Exercise description - List every line of the items below that contains the string "carriage". Matching is case-sensitive.

Records from a pointing dataset:
Start

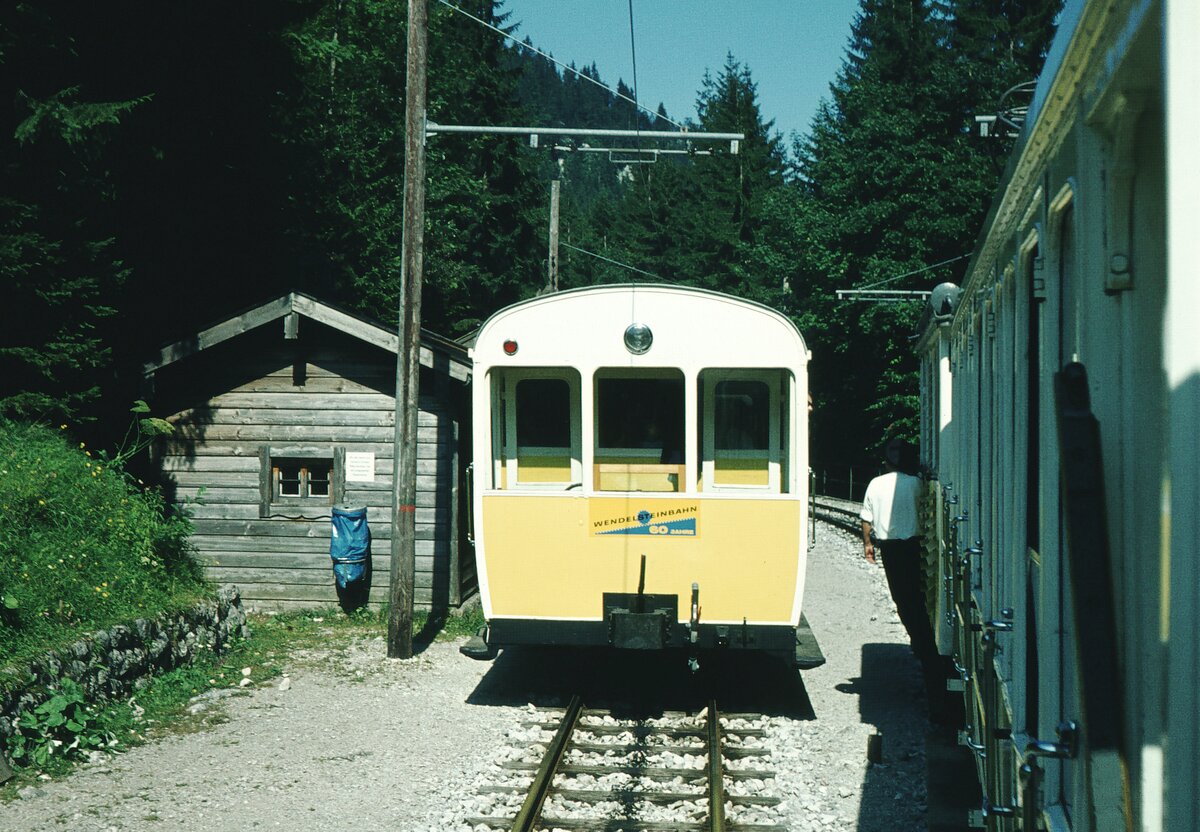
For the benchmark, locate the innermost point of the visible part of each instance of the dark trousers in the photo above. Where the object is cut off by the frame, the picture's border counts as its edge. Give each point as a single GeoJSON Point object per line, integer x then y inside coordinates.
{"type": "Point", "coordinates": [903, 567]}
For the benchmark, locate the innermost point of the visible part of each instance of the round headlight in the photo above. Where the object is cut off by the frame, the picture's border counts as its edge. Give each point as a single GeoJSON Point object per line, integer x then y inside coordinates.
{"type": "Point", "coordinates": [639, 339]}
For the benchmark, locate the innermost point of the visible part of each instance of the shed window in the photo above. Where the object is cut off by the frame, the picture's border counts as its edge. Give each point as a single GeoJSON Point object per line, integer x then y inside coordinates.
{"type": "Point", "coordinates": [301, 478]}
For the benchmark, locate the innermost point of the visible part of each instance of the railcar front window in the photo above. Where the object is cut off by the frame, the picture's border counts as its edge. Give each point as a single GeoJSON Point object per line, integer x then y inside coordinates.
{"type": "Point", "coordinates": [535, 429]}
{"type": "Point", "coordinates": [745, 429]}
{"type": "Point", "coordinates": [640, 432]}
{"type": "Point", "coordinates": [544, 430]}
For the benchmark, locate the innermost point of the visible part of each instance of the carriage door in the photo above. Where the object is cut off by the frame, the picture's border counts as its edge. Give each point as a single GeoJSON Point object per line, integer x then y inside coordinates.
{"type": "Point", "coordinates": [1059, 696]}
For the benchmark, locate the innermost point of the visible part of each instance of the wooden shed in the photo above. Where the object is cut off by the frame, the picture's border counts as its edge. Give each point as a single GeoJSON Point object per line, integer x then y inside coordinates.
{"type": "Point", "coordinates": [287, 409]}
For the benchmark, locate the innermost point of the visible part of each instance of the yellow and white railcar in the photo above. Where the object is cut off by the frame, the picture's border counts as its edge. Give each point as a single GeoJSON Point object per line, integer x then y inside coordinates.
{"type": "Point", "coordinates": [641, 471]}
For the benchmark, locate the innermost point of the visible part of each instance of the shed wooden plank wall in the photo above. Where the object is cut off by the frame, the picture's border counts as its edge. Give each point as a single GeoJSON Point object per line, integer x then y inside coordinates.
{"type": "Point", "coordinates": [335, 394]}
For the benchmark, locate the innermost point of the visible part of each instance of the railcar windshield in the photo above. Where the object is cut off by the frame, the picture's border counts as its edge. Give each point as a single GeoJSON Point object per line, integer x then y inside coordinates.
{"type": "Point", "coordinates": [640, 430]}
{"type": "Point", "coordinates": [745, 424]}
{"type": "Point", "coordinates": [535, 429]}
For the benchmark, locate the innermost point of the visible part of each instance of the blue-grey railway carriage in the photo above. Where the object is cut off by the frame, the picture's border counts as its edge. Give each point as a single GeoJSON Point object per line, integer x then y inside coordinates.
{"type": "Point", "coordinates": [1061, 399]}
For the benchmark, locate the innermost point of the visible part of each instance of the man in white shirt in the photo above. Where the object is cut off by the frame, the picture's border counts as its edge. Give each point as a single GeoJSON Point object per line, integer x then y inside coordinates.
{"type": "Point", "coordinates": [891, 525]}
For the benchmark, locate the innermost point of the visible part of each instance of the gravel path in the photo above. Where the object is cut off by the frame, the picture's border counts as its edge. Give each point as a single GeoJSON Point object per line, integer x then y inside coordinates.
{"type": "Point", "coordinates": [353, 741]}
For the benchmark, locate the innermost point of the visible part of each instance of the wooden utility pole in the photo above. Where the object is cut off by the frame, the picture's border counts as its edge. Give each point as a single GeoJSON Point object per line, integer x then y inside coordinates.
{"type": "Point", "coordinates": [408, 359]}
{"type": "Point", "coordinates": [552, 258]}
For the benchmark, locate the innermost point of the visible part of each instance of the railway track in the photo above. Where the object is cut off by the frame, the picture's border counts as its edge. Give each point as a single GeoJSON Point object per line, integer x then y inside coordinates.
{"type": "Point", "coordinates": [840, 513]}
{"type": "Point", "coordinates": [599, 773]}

End
Start

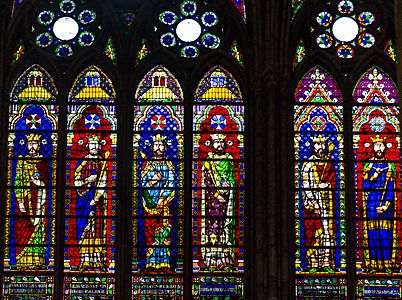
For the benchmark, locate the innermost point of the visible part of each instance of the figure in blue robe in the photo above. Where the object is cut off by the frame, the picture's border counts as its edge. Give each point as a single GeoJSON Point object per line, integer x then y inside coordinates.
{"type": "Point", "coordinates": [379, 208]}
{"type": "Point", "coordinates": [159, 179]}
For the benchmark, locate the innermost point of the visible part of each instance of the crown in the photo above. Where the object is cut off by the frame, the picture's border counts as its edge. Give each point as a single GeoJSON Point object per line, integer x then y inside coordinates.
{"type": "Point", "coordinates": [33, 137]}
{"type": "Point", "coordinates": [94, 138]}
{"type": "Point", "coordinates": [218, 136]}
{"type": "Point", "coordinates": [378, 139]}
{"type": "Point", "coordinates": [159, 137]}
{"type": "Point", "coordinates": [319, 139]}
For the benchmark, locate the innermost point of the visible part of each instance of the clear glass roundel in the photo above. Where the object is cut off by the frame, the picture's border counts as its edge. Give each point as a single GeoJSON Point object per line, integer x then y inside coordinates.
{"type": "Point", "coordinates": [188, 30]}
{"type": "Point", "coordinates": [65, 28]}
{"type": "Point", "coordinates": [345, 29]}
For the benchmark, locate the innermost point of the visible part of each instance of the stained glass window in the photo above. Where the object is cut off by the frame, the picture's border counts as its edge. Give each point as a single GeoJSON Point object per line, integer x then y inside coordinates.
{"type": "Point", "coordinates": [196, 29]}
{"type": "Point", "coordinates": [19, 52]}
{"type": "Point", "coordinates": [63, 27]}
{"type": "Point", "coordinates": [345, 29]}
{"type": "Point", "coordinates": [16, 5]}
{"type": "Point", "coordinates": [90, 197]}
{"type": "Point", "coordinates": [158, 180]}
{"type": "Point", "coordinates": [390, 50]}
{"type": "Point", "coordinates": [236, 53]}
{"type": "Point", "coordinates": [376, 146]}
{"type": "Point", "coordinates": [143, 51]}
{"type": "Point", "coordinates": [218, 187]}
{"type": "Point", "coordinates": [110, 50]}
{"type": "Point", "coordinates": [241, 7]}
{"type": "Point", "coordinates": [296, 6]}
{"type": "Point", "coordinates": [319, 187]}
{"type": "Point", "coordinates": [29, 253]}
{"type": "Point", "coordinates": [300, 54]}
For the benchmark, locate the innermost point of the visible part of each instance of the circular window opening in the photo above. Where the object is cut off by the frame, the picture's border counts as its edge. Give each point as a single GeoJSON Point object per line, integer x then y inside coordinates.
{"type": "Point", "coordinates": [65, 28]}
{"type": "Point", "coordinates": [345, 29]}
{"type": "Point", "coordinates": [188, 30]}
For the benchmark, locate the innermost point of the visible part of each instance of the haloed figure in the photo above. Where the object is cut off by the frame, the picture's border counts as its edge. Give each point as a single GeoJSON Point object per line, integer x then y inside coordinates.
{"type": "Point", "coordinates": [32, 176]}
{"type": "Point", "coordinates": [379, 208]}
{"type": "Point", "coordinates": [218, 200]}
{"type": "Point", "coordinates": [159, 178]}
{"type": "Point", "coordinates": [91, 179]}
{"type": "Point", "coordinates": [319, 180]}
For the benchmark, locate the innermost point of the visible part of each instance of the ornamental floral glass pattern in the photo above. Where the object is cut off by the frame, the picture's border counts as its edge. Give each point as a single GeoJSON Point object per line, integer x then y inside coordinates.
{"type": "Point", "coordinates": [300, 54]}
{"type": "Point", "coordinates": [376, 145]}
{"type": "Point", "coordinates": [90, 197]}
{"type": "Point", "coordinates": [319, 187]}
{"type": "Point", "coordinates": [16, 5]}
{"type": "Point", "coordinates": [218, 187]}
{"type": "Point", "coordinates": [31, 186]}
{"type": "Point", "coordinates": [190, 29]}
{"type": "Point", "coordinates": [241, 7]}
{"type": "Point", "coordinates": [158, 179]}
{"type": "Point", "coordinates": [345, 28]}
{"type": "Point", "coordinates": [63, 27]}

End

Task result -
For the benchmark, locate the innermost point of the visible part of each instance of the carriage door in the photo above. Where the object is cut off by the frame, the picture's border counts as its edge. Give each point as a single GeoJSON Point object per line, integer x then y inside coordinates.
For the benchmark, locate the innermost point of the visible part of each instance of the blue-grey railway carriage in the photo above. Where the object is cut off by the frame, the picture's border counts as its edge. Give each point as a single GeoJSON Point object per line, integer x then y inside coordinates.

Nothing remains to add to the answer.